Problem statement: Please continue the passage below on using EOT analysis to link Pacific sea surface temperatures with Australian rainfall, picking up from the point where it stops.

Passage:
Some areas of the global oceans exhibit low-frequency anomaly signals which can influence precipitation variability world-wide. The most prominent example of a coupled ocean-atmosphere tropical SST variability is ENSO. ENSO has received much attention in the scientific literature since the major 1982 – 83 El Nino. Here we investigate, whether EOT analysis can be used to identify the ENSO signal as a driver for low-frequency Australian precipitation variability over the period 1982 to 2010. The data sets needed for this analysis are included in Reot. In order to reveal low-frequency signals such as ENSO, we need to prepare the raw data fields so that high-frequency variation is eliminated. We achieve this by creating seasonal anomalies using deseson() and by denoise()-ing the data to filter out some of the noise that is present in any spatio-temporal data field.

The first 3 leading modes of SSTs most influential for Australian rainfall variability can be calculated with:

data("australiaGPCP")
data("pacificSST")

sst.pred <- deseason(pacificSST, cycle.window = 12)
gpcp.resp <- deseason(australiaGPCP, cycle.window = 12)

sst.pred.dns <- denoise(sst.pred, expl.var = 0.9)
## 
## Using the first 19 components (of 348) to reconstruct series...
##  these account for 0.9 of variance in orig. series
gpcp.resp.dns <- denoise(gpcp.resp, expl.var = 0.9)
## 
## Using the first 37 components (of 348) to reconstruct series...
##  these account for 0.9 of variance in orig. series
modes <- eot(pred = sst.pred.dns, resp = gpcp.resp.dns, 
             n = 3, standardised = FALSE, 
             reduce.both = FALSE, print.console = FALSE)

As we can see, especially the principal components filter from denoise() is an important step, as we need only 19 (37) of the original 348 components for the SST (GPCP) data to explain 90 % of the respective inherent field variance.
To get a visual impression, the results for the first leading mode can be plotted using the standard Reot plotting routine plotEot():

plotEot(modes, eot = 1, 
        show.eot.loc = TRUE, 
        arrange = "long")

Items:

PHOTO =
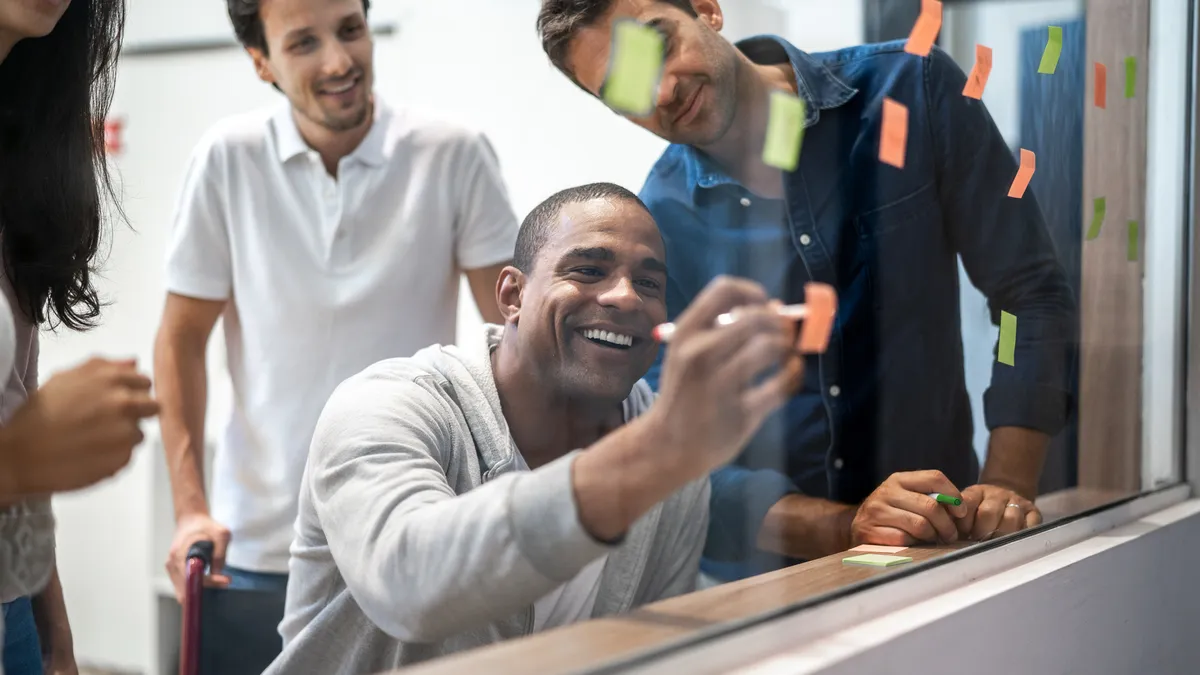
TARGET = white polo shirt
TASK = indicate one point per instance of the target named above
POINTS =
(324, 278)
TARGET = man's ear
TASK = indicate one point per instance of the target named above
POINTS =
(509, 288)
(262, 67)
(709, 12)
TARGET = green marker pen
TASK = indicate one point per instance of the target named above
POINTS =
(946, 499)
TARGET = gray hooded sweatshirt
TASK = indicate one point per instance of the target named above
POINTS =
(418, 537)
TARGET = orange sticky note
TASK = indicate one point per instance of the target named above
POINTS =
(877, 549)
(978, 79)
(1029, 163)
(927, 28)
(894, 137)
(821, 300)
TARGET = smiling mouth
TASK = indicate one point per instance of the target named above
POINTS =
(610, 339)
(342, 88)
(694, 102)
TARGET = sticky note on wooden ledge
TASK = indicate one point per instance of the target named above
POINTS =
(924, 31)
(1053, 51)
(635, 69)
(876, 560)
(1098, 209)
(785, 131)
(979, 73)
(877, 549)
(1007, 352)
(894, 135)
(1024, 174)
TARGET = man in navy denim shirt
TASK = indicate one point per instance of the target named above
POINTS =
(883, 417)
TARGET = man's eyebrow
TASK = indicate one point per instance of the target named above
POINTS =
(592, 254)
(664, 25)
(654, 264)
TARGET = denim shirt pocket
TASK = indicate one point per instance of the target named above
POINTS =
(898, 240)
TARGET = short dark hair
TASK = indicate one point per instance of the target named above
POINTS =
(247, 22)
(561, 21)
(540, 222)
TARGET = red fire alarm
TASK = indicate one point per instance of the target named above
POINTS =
(113, 129)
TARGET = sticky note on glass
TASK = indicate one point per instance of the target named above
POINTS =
(1024, 173)
(924, 31)
(1007, 353)
(1102, 85)
(1098, 210)
(785, 131)
(876, 560)
(877, 549)
(635, 69)
(1053, 51)
(894, 135)
(979, 73)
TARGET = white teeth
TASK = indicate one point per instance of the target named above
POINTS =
(609, 336)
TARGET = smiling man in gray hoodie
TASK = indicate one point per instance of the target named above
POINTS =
(467, 496)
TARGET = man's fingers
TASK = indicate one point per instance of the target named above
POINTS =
(1032, 518)
(927, 482)
(988, 518)
(723, 294)
(1013, 519)
(883, 514)
(928, 508)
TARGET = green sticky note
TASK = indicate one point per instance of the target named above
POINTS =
(1054, 49)
(876, 560)
(1007, 339)
(635, 67)
(1099, 208)
(785, 131)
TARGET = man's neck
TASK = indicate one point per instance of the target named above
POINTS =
(7, 41)
(739, 151)
(330, 144)
(544, 423)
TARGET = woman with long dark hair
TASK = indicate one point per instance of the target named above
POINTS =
(57, 70)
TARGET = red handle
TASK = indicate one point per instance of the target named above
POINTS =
(190, 640)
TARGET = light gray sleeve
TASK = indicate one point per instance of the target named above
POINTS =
(423, 562)
(676, 563)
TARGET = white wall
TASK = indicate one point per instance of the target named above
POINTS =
(474, 60)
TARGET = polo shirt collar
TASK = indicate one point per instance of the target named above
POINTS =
(815, 84)
(371, 151)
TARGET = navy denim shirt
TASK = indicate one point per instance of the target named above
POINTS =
(891, 393)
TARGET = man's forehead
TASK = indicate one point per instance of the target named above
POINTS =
(588, 54)
(604, 223)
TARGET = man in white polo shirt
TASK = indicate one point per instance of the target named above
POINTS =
(329, 234)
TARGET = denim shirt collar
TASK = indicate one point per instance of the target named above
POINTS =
(815, 84)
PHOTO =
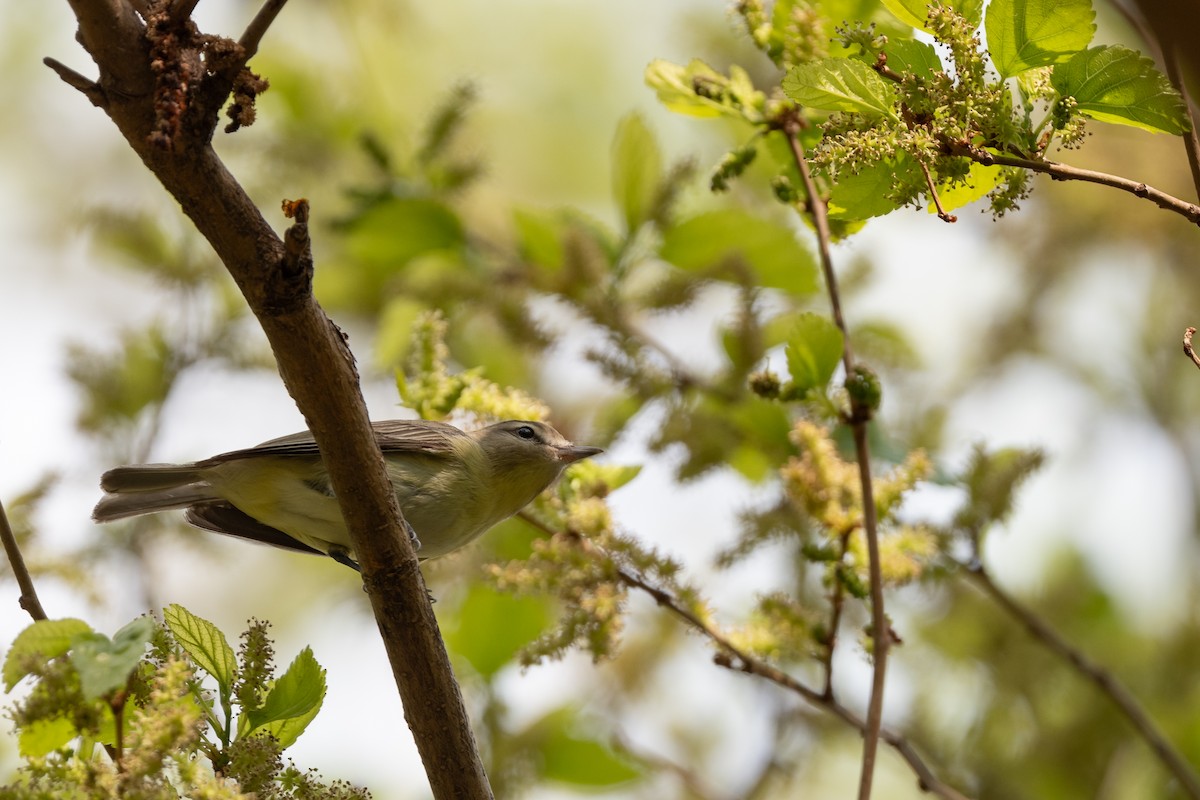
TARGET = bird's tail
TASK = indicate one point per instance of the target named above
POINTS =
(145, 488)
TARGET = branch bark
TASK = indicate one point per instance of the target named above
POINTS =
(881, 635)
(1101, 678)
(313, 360)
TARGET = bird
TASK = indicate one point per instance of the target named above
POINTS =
(451, 485)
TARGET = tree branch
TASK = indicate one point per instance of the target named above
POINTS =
(29, 600)
(258, 25)
(315, 362)
(738, 660)
(1189, 211)
(858, 421)
(1103, 680)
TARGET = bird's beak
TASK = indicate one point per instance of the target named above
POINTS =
(576, 452)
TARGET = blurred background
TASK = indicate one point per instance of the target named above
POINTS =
(1056, 328)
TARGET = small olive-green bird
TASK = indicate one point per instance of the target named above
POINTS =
(450, 485)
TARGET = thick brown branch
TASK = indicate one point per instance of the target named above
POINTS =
(29, 600)
(1103, 680)
(90, 89)
(1191, 211)
(318, 370)
(858, 422)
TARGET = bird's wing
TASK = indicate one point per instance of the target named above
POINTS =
(225, 518)
(394, 435)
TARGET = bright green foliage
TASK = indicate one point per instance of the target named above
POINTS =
(840, 85)
(814, 350)
(1115, 84)
(149, 709)
(991, 480)
(700, 90)
(1027, 34)
(105, 665)
(916, 12)
(735, 242)
(636, 170)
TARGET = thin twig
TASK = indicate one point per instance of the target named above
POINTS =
(29, 600)
(181, 10)
(1191, 211)
(942, 214)
(258, 25)
(1187, 346)
(90, 89)
(738, 660)
(858, 422)
(1103, 680)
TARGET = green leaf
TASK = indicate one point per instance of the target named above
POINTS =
(840, 85)
(720, 239)
(43, 737)
(42, 641)
(569, 758)
(401, 228)
(204, 643)
(813, 350)
(916, 12)
(1115, 84)
(540, 239)
(867, 193)
(106, 665)
(636, 169)
(1027, 34)
(491, 627)
(700, 90)
(909, 55)
(294, 699)
(979, 181)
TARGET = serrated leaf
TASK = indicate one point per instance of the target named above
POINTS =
(1115, 84)
(840, 85)
(979, 181)
(43, 737)
(813, 352)
(45, 639)
(636, 169)
(1027, 34)
(916, 12)
(106, 665)
(909, 55)
(297, 697)
(204, 643)
(700, 90)
(714, 239)
(865, 194)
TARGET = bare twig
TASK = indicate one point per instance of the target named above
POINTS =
(1191, 211)
(90, 89)
(942, 214)
(858, 422)
(1187, 346)
(1103, 680)
(736, 659)
(258, 25)
(29, 600)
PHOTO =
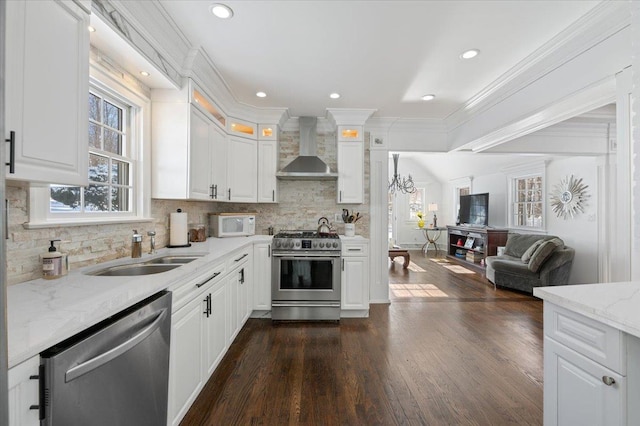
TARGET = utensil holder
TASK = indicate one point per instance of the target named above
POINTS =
(349, 229)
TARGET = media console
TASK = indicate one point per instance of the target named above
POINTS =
(471, 245)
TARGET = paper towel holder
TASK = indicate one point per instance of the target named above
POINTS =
(186, 232)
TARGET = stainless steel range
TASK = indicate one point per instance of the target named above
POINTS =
(305, 282)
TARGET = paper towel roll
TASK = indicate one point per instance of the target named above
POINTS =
(178, 235)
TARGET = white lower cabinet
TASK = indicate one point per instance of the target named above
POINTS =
(186, 359)
(585, 371)
(23, 393)
(262, 277)
(576, 392)
(355, 278)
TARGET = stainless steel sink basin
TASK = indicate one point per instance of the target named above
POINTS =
(172, 260)
(135, 269)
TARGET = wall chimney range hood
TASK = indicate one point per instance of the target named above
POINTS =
(307, 166)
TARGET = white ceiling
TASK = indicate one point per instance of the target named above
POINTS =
(380, 55)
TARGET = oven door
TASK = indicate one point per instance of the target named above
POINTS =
(305, 277)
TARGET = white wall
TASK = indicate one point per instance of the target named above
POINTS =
(580, 232)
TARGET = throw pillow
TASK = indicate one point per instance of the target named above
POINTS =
(543, 252)
(527, 254)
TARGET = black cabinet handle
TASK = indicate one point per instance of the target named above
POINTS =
(12, 152)
(208, 279)
(241, 257)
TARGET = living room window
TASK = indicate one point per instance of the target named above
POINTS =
(527, 201)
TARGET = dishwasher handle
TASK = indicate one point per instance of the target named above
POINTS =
(93, 363)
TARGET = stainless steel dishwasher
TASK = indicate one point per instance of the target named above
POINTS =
(115, 373)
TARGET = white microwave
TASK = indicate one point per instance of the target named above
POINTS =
(232, 224)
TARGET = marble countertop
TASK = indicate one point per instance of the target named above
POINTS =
(41, 313)
(614, 304)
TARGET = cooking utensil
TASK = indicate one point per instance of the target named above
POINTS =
(323, 226)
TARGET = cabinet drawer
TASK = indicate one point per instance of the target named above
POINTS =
(593, 339)
(355, 249)
(183, 293)
(238, 258)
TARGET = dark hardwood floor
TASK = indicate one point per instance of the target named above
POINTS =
(448, 350)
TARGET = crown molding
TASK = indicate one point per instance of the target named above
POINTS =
(596, 96)
(603, 21)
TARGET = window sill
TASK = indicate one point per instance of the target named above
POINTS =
(83, 222)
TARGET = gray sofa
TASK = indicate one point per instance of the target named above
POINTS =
(512, 271)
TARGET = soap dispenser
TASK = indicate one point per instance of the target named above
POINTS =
(54, 263)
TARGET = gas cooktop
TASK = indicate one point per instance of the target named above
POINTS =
(308, 241)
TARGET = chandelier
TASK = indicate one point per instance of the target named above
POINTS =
(398, 183)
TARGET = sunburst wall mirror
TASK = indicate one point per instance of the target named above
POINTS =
(569, 197)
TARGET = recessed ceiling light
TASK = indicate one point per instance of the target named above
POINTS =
(222, 11)
(468, 54)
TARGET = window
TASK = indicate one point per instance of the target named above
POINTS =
(527, 195)
(119, 179)
(110, 164)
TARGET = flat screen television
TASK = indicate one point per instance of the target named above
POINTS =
(474, 209)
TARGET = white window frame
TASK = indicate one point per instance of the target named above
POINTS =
(40, 215)
(525, 172)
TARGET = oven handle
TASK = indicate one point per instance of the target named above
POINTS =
(298, 256)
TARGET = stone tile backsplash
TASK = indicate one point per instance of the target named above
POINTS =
(301, 204)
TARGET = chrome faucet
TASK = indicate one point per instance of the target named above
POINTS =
(152, 241)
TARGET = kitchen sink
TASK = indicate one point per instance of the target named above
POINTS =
(134, 269)
(153, 266)
(172, 260)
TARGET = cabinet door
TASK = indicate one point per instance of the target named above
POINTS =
(267, 168)
(262, 277)
(231, 284)
(215, 325)
(355, 283)
(186, 363)
(23, 393)
(199, 156)
(219, 163)
(242, 170)
(575, 392)
(350, 172)
(47, 90)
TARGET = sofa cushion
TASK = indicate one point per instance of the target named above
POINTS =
(543, 252)
(527, 254)
(517, 244)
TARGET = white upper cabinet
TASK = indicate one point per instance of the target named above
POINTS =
(47, 90)
(242, 128)
(350, 134)
(350, 172)
(187, 138)
(242, 172)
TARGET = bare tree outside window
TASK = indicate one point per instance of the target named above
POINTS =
(110, 170)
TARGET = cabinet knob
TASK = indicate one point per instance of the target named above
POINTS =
(609, 381)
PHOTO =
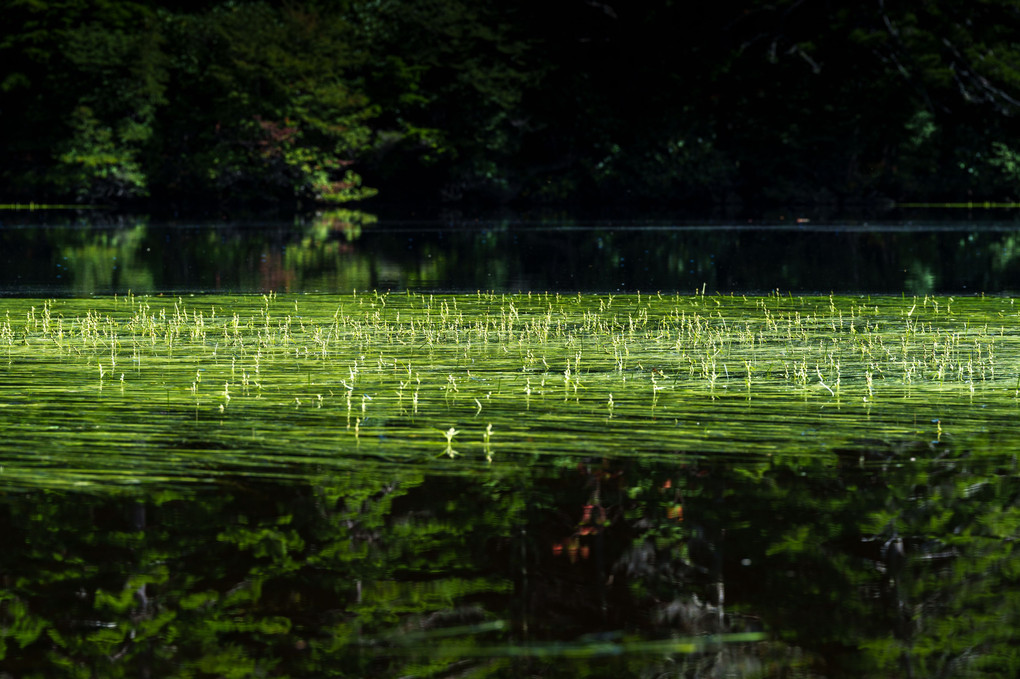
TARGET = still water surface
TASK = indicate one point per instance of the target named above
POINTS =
(349, 251)
(718, 514)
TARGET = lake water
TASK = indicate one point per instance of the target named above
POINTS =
(340, 253)
(297, 479)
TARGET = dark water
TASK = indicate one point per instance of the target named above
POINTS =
(340, 254)
(887, 559)
(598, 568)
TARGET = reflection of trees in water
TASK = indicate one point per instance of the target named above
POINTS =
(871, 567)
(344, 250)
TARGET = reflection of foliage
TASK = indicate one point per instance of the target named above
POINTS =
(107, 261)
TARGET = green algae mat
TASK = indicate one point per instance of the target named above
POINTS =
(129, 390)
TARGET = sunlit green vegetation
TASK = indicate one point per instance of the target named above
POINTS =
(469, 379)
(389, 484)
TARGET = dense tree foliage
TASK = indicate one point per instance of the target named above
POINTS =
(579, 101)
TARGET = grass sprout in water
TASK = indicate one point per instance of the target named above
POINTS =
(121, 390)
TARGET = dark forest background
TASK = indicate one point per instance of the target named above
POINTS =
(567, 103)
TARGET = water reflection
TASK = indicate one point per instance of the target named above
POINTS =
(885, 564)
(347, 250)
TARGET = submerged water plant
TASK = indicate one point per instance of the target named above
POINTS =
(327, 379)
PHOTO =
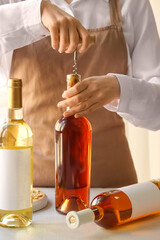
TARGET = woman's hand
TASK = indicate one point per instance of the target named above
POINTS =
(89, 95)
(66, 31)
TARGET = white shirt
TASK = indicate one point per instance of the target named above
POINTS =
(20, 25)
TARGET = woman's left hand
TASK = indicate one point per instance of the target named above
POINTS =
(90, 94)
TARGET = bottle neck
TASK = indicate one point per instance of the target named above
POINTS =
(98, 213)
(15, 113)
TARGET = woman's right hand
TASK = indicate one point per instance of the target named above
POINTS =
(66, 31)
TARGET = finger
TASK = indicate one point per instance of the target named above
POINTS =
(64, 37)
(70, 102)
(54, 36)
(74, 38)
(84, 35)
(86, 105)
(76, 89)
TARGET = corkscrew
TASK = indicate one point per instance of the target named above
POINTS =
(75, 62)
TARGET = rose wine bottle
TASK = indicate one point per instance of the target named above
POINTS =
(116, 207)
(72, 160)
(16, 147)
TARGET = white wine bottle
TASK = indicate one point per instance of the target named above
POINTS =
(16, 151)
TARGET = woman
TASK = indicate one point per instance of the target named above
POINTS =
(43, 72)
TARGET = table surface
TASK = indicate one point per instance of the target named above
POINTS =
(49, 225)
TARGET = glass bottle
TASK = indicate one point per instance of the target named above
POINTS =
(72, 160)
(16, 150)
(116, 207)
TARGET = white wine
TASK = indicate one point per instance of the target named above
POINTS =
(16, 151)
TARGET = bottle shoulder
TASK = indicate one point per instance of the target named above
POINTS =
(16, 132)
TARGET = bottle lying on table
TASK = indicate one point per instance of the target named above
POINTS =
(72, 160)
(16, 148)
(117, 207)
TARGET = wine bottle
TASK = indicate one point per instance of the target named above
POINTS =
(72, 160)
(16, 149)
(116, 207)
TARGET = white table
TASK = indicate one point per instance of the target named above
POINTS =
(49, 225)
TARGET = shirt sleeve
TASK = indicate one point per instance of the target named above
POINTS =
(21, 24)
(140, 93)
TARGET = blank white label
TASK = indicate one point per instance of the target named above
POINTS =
(144, 197)
(15, 179)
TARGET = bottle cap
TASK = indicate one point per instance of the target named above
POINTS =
(75, 219)
(72, 79)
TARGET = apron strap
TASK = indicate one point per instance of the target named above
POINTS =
(115, 12)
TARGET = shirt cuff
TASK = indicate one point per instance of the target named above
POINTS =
(121, 105)
(31, 13)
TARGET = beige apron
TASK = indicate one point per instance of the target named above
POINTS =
(43, 72)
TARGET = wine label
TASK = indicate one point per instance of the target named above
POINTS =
(15, 179)
(144, 197)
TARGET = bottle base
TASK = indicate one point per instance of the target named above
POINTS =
(71, 204)
(15, 221)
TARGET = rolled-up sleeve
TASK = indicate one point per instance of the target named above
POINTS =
(140, 93)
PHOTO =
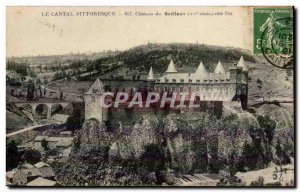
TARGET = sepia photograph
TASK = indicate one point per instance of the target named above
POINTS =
(150, 96)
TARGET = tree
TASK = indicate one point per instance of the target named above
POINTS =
(31, 156)
(232, 163)
(75, 120)
(12, 155)
(281, 154)
(268, 125)
(44, 144)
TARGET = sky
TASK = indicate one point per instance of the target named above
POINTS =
(29, 33)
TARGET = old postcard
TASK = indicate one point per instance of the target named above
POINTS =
(150, 96)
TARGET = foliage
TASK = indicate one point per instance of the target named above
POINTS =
(31, 156)
(44, 144)
(12, 155)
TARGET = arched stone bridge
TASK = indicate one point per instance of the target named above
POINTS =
(35, 104)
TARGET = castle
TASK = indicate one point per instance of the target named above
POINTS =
(211, 87)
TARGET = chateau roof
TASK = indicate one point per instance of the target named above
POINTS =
(171, 67)
(192, 78)
(96, 88)
(219, 69)
(242, 64)
(150, 75)
(201, 70)
(41, 182)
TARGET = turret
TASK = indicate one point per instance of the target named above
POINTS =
(201, 71)
(92, 100)
(243, 65)
(171, 68)
(219, 68)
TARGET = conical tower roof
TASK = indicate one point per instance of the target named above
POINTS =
(171, 67)
(150, 75)
(201, 70)
(219, 69)
(242, 64)
(96, 88)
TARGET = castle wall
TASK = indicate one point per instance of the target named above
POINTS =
(93, 108)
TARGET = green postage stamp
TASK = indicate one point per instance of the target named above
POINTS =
(273, 35)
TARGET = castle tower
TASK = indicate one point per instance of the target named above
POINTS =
(219, 69)
(171, 67)
(93, 106)
(150, 80)
(243, 82)
(243, 65)
(201, 71)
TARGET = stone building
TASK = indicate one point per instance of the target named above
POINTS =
(220, 85)
(92, 100)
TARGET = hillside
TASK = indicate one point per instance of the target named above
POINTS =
(138, 60)
(157, 149)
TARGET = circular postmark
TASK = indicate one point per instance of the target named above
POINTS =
(277, 43)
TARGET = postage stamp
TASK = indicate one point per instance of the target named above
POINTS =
(150, 97)
(273, 36)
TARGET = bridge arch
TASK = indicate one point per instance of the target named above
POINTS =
(56, 108)
(27, 107)
(42, 110)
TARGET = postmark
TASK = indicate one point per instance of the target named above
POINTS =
(273, 36)
(277, 43)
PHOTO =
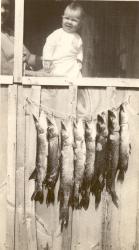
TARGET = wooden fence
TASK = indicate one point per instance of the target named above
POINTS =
(26, 225)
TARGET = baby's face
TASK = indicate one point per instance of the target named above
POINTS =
(71, 20)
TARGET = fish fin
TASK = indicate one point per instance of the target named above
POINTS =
(76, 202)
(97, 199)
(50, 197)
(121, 176)
(60, 195)
(75, 124)
(64, 217)
(35, 120)
(84, 202)
(38, 196)
(130, 148)
(115, 198)
(63, 125)
(33, 175)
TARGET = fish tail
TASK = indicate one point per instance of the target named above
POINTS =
(64, 217)
(85, 199)
(76, 202)
(60, 195)
(33, 175)
(38, 196)
(50, 196)
(121, 176)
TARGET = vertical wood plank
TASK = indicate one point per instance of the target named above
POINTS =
(3, 163)
(67, 232)
(20, 226)
(11, 163)
(86, 225)
(0, 38)
(18, 42)
(30, 160)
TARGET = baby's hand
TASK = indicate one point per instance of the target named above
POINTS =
(47, 65)
(79, 64)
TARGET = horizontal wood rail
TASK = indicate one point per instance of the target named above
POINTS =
(65, 82)
(83, 82)
(6, 80)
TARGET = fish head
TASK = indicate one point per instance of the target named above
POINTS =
(90, 129)
(41, 124)
(113, 123)
(67, 131)
(79, 130)
(123, 114)
(102, 124)
(52, 128)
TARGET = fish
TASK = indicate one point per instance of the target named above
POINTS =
(40, 171)
(125, 146)
(90, 139)
(113, 154)
(79, 160)
(53, 160)
(98, 179)
(66, 171)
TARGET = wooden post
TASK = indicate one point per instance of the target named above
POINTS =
(67, 233)
(18, 42)
(30, 161)
(11, 165)
(20, 226)
(0, 39)
(3, 164)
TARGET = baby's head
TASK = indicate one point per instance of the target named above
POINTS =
(72, 18)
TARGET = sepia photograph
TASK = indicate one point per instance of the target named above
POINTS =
(69, 125)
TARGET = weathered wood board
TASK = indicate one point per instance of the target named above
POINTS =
(26, 225)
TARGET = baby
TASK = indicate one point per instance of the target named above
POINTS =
(63, 52)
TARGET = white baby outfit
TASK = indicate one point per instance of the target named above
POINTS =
(64, 49)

Task response:
plot of chunk unnamed-chunk-3

We see that we are indeed able to isolate the ENSO signal as the most important SST driver in the tropical Pacific (EOT 1) for Australian precipitation. This signal is able to explain just above 4 % of the original variation found in rainfall over the analysed period. This may not seem much, but we need to keep in mind that precipitation is influenced by many factors, with local conditions playing a major role. Spatially, mainly the north-eastern part of the response domain is being explained with some locations showing negative correlations of up to 0.4. With regard to mainland Australia, it becomes obvious that the identified ENSO signal is not able to explain any rainfall variation in the inner-continental parts of the land mass. It is mainly the coastal areas that are influenced by the ENSO phenomenon. Note, that our analysis did not take into account any time-lags between the SST anomalies and precipitation. Even though in this particular example lagging does not increase the explanatory power of the SST signal (not shown), it can be expected that in many cases the influence will not manifest instantaneously and that a certain lag time will explain a higher portion of the rainfall variance.

Final remarks

We have just submitted a manuscript to the Journal of Statistical Software that describes Reot in much more detail. I will announce more on Reot once the final version of the paper is out, including another example of spatially downscaling NDVI observations from 8 km resolution to 250 m resolution.

For now, I would like to encourage people to try Reot in many different ways and applications and share their feedback with us. Feature requests and/or bug reports should be made on GitHub.

References

Kalnay E, Kanamitsu M, Kistler R, Collins W, Deaven D, Gandin L, Iredell M, Saha S, White G, Woollen J, Zhu Y, Chelliah M, Ebisuzaki W, Higgins W, Janowiak J, Mo K, Ropelewski C, Wang J, Leetmaa A, Reynolds R, Jenne R, Joseph D (1996). “The NCEP/NCAR 40-year reanalysis project.” Bulletin of the American Meteorological Society, 77(3), 437 – 471.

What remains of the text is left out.